What to work on.
Please turn every line of all the rows below into a numbered list, leaving out blank lines and pictures.

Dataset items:
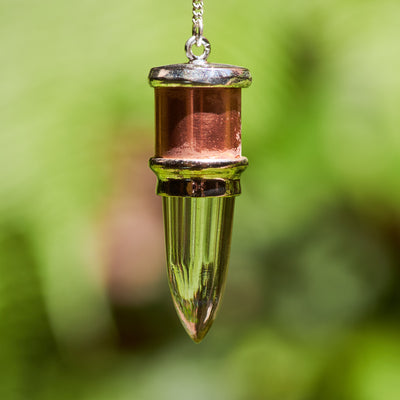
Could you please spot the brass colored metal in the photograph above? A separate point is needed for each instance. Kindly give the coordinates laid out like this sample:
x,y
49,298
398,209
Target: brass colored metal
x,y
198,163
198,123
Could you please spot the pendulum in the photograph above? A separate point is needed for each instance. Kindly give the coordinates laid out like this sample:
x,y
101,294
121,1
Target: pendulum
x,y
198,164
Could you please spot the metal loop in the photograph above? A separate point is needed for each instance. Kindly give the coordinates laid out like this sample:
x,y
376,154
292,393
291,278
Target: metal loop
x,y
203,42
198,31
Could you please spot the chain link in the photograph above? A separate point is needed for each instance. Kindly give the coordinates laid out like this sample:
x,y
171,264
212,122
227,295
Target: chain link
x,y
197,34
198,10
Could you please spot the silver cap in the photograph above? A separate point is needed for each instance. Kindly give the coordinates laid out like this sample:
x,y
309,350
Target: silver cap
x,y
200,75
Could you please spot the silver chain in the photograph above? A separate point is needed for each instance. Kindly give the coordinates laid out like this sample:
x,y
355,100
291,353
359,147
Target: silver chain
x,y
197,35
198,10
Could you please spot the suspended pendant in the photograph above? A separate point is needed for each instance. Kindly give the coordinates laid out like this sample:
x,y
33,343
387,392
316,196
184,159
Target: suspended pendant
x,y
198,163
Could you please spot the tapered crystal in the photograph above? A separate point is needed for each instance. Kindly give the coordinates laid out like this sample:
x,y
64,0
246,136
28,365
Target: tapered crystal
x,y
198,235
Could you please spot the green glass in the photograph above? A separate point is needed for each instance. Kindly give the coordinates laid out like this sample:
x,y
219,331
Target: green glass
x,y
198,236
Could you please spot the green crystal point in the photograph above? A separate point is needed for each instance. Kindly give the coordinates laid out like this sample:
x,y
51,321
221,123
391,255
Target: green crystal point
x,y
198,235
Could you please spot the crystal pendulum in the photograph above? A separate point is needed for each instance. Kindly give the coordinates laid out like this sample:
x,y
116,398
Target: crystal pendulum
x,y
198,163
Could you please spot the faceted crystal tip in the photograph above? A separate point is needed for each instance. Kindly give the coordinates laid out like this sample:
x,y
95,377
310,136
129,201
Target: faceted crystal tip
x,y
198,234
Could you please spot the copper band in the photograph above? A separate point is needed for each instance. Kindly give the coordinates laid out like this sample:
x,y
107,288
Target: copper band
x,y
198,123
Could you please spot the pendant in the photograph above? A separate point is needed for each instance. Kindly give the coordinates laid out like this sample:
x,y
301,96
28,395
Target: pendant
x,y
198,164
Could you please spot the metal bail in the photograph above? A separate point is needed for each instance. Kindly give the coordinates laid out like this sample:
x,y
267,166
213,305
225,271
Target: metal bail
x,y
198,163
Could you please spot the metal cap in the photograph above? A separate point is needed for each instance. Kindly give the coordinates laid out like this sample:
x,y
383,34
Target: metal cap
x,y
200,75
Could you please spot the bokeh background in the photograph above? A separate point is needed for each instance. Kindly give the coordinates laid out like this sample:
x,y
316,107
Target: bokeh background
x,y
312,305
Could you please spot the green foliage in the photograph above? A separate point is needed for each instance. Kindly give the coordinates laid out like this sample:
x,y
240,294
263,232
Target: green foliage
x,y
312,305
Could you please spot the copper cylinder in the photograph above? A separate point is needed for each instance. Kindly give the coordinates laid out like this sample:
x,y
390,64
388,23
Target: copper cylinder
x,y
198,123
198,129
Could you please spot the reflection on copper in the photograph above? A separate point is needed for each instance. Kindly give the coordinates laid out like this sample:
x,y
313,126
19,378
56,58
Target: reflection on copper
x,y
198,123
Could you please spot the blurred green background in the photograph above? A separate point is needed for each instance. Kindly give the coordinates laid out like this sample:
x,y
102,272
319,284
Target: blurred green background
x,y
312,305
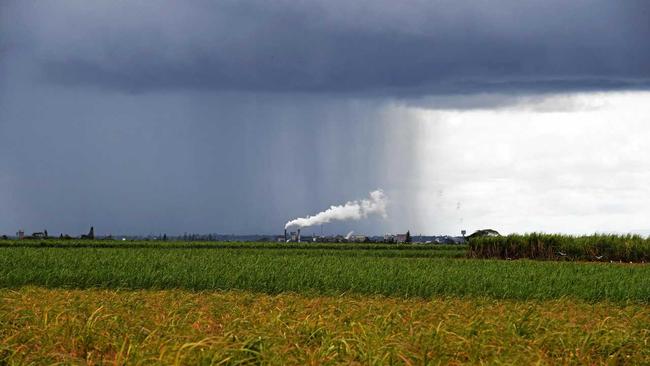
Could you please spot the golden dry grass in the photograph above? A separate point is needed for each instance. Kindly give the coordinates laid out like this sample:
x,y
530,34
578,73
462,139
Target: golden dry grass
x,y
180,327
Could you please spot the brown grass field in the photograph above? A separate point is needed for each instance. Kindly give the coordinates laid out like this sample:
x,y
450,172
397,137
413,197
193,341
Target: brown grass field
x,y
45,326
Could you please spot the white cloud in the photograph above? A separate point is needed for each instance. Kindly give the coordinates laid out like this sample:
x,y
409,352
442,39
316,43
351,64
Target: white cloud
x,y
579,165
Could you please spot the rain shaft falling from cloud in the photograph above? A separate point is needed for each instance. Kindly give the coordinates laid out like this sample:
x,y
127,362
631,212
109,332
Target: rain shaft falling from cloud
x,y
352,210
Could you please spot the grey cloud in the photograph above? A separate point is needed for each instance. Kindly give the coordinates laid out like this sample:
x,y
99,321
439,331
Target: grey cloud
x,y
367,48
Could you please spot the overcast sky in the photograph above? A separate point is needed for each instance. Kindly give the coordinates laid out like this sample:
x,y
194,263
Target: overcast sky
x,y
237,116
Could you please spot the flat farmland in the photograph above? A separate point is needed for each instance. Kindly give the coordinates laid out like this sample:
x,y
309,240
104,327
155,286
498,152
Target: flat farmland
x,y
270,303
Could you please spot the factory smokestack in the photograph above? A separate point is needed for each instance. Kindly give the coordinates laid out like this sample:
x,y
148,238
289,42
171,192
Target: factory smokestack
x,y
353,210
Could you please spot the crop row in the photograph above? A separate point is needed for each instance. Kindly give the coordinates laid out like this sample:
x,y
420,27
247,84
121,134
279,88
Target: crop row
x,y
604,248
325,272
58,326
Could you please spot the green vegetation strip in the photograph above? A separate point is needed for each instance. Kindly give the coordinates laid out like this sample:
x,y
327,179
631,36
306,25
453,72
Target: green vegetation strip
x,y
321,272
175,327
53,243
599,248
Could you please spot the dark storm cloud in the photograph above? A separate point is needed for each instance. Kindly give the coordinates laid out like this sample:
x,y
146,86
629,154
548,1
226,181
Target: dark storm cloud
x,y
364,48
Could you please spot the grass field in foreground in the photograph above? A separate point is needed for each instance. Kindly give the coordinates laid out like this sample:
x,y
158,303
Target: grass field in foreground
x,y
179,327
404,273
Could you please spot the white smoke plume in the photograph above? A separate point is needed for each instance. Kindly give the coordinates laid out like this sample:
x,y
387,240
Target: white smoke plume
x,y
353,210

Problem solution.
1. Could you please spot the brass colored metal in the photograph above? A separate point is needed for each instance. Kindly give the coordinates laid out like this sample:
2. x,y
3. 49,298
4. 398,209
5. Target: brass colored metal
6. x,y
7. 198,163
8. 198,123
9. Could you please spot the pendulum in the photograph above? A separate point is needed for each instance. Kindly give the coordinates laid out like this sample:
10. x,y
11. 101,294
12. 121,1
13. Target: pendulum
14. x,y
15. 198,164
16. Could you please spot the metal loop in the photograph above? A separate point is needed for each instance. Kindly give the coordinates laid out like this sample:
17. x,y
18. 376,154
19. 292,393
20. 291,278
21. Target: metal loop
22. x,y
23. 203,42
24. 198,31
25. Could you please spot the chain link in the photograph above? A separate point is needed for each instance. Kindly give the coordinates laid out like this sample:
26. x,y
27. 171,264
28. 212,122
29. 227,295
30. Target: chain link
31. x,y
32. 197,34
33. 198,10
34. Could you please spot the silver cap in the photograph above? A separate point is needed for each instance. Kindly give the coordinates laid out like this sample:
35. x,y
36. 309,350
37. Target: silver cap
38. x,y
39. 200,75
40. Could you please spot the silver chain in the photograph above? A separate point is needed for each instance. Kindly give the coordinates laid out like this sample:
41. x,y
42. 355,100
43. 291,353
44. 359,147
45. Target: silver chain
46. x,y
47. 197,35
48. 198,10
49. Could you please spot the suspended pendant in the photograph above? A separate point is needed for each instance. Kindly give the coordinates laid out like this sample:
50. x,y
51. 33,343
52. 387,392
53. 316,196
54. 184,159
55. Target: suspended pendant
56. x,y
57. 198,163
58. Could you please spot the tapered crystal in the photograph above? A separate point is needed for each instance. Kindly give the coordinates laid out like this sample:
59. x,y
60. 64,0
61. 246,136
62. 28,365
63. Target: tapered crystal
64. x,y
65. 198,235
66. Could you please spot the green glass in the photograph above? A separate point is needed for each instance. Kindly give the coordinates laid out like this sample:
67. x,y
68. 219,331
69. Target: green glass
70. x,y
71. 198,236
72. Could you please spot the green crystal point in the photograph above? A separate point is needed for each instance. Kindly give the coordinates laid out like this sample:
73. x,y
74. 51,321
75. 221,123
76. 391,255
77. Target: green crystal point
78. x,y
79. 198,235
80. Could you please spot the crystal pendulum in the photograph above? A separate point is needed for each instance. Kindly give the coordinates laid out like this sample:
81. x,y
82. 116,398
83. Target: crystal pendulum
84. x,y
85. 198,163
86. Could you please spot the faceted crystal tip in the photograph above? A separate point is needed for each instance. Kindly give the coordinates laid out like this sample:
87. x,y
88. 95,377
89. 310,136
90. 129,201
91. Target: faceted crystal tip
92. x,y
93. 198,234
94. Could you please spot the copper band in the photograph above? A separate point is needed for each instance. Kindly give the coordinates laid out like this sample:
95. x,y
96. 107,288
97. Target: copper band
98. x,y
99. 198,123
100. Could you please spot the pendant in the photograph above? A separate point is needed for each instance. Kindly give the coordinates laid out like this sample:
101. x,y
102. 301,96
103. 28,395
104. Target: pendant
105. x,y
106. 198,164
107. Could you please spot the metal bail in the photograph above? A separate point is needed for each instance. Kindly give the coordinates laid out like this sample:
108. x,y
109. 267,166
110. 213,305
111. 225,271
112. Target: metal bail
113. x,y
114. 198,163
115. Could you please spot the metal cap in the photograph above? A separate point is needed for each instance. Kindly give the coordinates laid out like this sample:
116. x,y
117. 383,34
118. Target: metal cap
119. x,y
120. 200,75
121. Could you please spot the bokeh background in the photograph above? A separate point is needed for each instance. Kindly give the coordinates laid out like this sample:
122. x,y
123. 316,107
124. Target: bokeh background
125. x,y
126. 312,305
127. Could you please spot the green foliage in the photograph above? A separate point is needed for each instance. Kindly give the coordinates laid out like this sample:
128. x,y
129. 240,294
130. 263,232
131. Target: green foliage
132. x,y
133. 312,305
134. Could you please spot the copper cylinder in the photograph above? A separate point is needed for each instance. Kindly give the coordinates laid out like this sample:
135. x,y
136. 390,64
137. 388,23
138. Target: copper cylinder
139. x,y
140. 198,123
141. 198,129
142. Could you please spot the reflection on copper in the photograph above? A separate point is needed for each instance. Kindly give the coordinates laid out like this sample:
143. x,y
144. 313,126
145. 19,378
146. 56,58
147. Target: reflection on copper
148. x,y
149. 198,123
150. Could you please spot the blurred green background in the photograph above? A separate point is needed for each instance. Kindly give the coordinates laid out like this sample:
151. x,y
152. 102,272
153. 319,284
154. Target: blurred green background
155. x,y
156. 312,305
157. Could you please spot the golden dry grass in the photograph above? A separate point is needed for each instance. Kindly give the coordinates laid out like this sample:
158. x,y
159. 530,34
160. 578,73
161. 462,139
162. Target: golden dry grass
163. x,y
164. 180,327
165. Could you please spot the brown grass field in the photograph above? A separate point is needed for each instance. Kindly give the coordinates laid out like this sample:
166. x,y
167. 450,172
168. 397,137
169. 413,197
170. 193,341
171. Target: brown grass field
172. x,y
173. 45,326
174. Could you please spot the white cloud in the photograph above? A separate point is needed for each instance. Kindly give the coordinates laid out like this sample:
175. x,y
176. 409,352
177. 442,39
178. 316,43
179. 351,64
180. Target: white cloud
181. x,y
182. 579,165
183. Could you please spot the rain shaft falling from cloud in the photograph above? A separate point is needed for each instance. Kindly give the coordinates laid out like this sample:
184. x,y
185. 127,362
186. 631,212
187. 109,332
188. Target: rain shaft falling from cloud
189. x,y
190. 352,210
191. Could you please spot the grey cloud in the photograph above? A separate point is needed for each instance. Kindly give the coordinates laid out like this sample:
192. x,y
193. 99,321
194. 439,331
195. Target: grey cloud
196. x,y
197. 367,48
198. Could you please spot the overcast sky in the photograph above? A separate point is needed for each instance. Kindly give the coordinates laid out like this sample:
199. x,y
200. 194,263
201. Target: overcast sky
202. x,y
203. 237,116
204. Could you please spot the flat farmland in the photograph above? A separate point is needed for each instance. Kindly give the coordinates laid out like this sample:
205. x,y
206. 309,240
207. 104,327
208. 155,286
209. 498,152
210. Target: flat farmland
211. x,y
212. 270,303
213. Could you please spot the factory smokestack in the photograph above? A separate point is needed for each instance. Kindly give the coordinates laid out like this sample:
214. x,y
215. 148,238
216. 289,42
217. 171,192
218. Target: factory smokestack
219. x,y
220. 353,210
221. Could you please spot the crop row in the photograph above? A separate point is needed for each instance. Kindly give the coordinates laid out like this sample:
222. x,y
223. 420,27
224. 247,84
225. 121,134
226. 279,88
227. Target: crop row
228. x,y
229. 604,248
230. 325,272
231. 58,326
232. Could you please spot the green vegetation strip in the photograph above? A separate point is needed for each instance. Kindly give the coordinates laid out like this sample:
233. x,y
234. 327,179
235. 631,36
236. 306,25
237. 453,72
238. Target: green vegetation strip
239. x,y
240. 321,272
241. 175,327
242. 53,243
243. 599,248
244. Could you please spot the dark storm cloud in the photograph above? A separate point is needed for each instance. Kindly give the coordinates laid out like this sample:
245. x,y
246. 146,86
247. 629,154
248. 548,1
249. 226,181
250. Target: dark storm cloud
251. x,y
252. 364,48
253. Could you please spot the grass field in foreground in the photograph above? A separate point is needed for each instance. Kindly give the coordinates laid out like this sample:
254. x,y
255. 158,303
256. Target: grass field in foreground
257. x,y
258. 179,327
259. 404,273
260. Could you please spot the white smoke plume in the photograph above? A separate point is needed for each instance. Kindly give the coordinates laid out like this sample:
261. x,y
262. 387,240
263. Target: white smoke plume
264. x,y
265. 353,210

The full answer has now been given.